> **Task objective**:
Output the material exactly, line by line.

> **Provided information**:
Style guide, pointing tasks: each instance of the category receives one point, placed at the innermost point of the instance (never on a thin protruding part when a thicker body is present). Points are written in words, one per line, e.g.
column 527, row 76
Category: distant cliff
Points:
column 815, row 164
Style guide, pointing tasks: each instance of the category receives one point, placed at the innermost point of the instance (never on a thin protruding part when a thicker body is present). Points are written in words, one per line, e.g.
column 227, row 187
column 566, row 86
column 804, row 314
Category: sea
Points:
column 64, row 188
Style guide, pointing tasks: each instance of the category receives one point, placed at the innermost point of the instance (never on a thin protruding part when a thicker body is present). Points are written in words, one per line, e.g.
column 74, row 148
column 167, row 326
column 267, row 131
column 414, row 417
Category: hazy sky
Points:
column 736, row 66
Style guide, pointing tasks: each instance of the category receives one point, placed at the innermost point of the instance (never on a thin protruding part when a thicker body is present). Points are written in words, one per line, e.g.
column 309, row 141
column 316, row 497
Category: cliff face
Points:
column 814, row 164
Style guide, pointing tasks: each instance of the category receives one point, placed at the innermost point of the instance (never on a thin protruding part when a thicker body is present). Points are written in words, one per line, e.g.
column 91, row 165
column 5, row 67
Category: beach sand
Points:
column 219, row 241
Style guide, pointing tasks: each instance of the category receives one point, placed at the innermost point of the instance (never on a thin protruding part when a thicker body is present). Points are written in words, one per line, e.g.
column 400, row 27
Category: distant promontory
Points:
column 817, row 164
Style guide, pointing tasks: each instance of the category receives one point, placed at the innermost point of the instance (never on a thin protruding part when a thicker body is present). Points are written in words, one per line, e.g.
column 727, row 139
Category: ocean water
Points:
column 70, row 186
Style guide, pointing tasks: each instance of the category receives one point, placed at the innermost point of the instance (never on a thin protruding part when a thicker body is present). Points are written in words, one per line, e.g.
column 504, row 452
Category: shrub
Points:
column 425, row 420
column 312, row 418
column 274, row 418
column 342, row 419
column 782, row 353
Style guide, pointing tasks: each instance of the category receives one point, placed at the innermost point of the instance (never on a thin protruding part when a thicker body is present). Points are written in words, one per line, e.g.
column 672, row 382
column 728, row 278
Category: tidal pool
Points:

> **Worked solution**:
Style guide, pointing tasks: each instance of the category receives one point, placed at the innermost point of the instance (never on a thin protruding part when a thicker body is present). Points are written in words, one per line, e.g.
column 527, row 76
Category: distant cliff
Points:
column 815, row 164
Style guide, pointing tasks: each instance of the category receives one point, placed at the innermost point of the instance (never on a thin protruding part when a thicker body is present). Points are written in words, one per line, e.g.
column 227, row 187
column 566, row 86
column 804, row 314
Category: sea
Points:
column 64, row 188
Style guide, pointing tasks: each instance of the category receives one point, placed at the innermost point of the instance (never on a thin protruding part when a thicker body is present). Points are written in words, one per line, e.g.
column 74, row 148
column 167, row 326
column 267, row 131
column 414, row 417
Category: hazy sky
Points:
column 736, row 66
Style guide, pointing tasks: each instance of the category receives one point, placed at the innermost point of the instance (never on a thin protruding part when a thicker body is present). Points are written in words, one per line, e.g.
column 309, row 141
column 316, row 497
Category: cliff face
Points:
column 814, row 164
Style guide, pointing tasks: each instance of the category receives one point, placed at the innermost point of the instance (never on a thin protruding part when a thicker body is present). Points are written in words, one per line, e.g.
column 91, row 165
column 5, row 67
Category: beach sand
Points:
column 219, row 241
Style guide, pointing tasks: each instance of the category receives one point, placed at the innermost point of the instance (never on a thin protruding part when a thicker body is present). Points are written in words, one per line, e.g.
column 400, row 27
Category: distant promontory
Points:
column 817, row 164
Style guide, pointing tasks: each instance of the category receives one point, placed at the innermost point of the instance (never on a thin protruding part when a thicker body is present). Points are written in words, one per line, e.g.
column 727, row 139
Category: ocean water
Points:
column 70, row 186
Style guide, pointing tasks: each instance of the category receives one point, placed at the innermost point of the instance (never on a thin protruding part when a thicker body is present). Points are written in words, one per line, e.g.
column 504, row 452
Category: shrub
Points:
column 425, row 420
column 312, row 418
column 274, row 418
column 342, row 419
column 782, row 353
Style guide, pointing tasks: each instance of the category receives one point, placed at the innermost point of the instance (never on a thin protruding part when a thicker body is present). Points are written in words, one per line, e.g.
column 672, row 382
column 728, row 278
Category: tidal pool
Points:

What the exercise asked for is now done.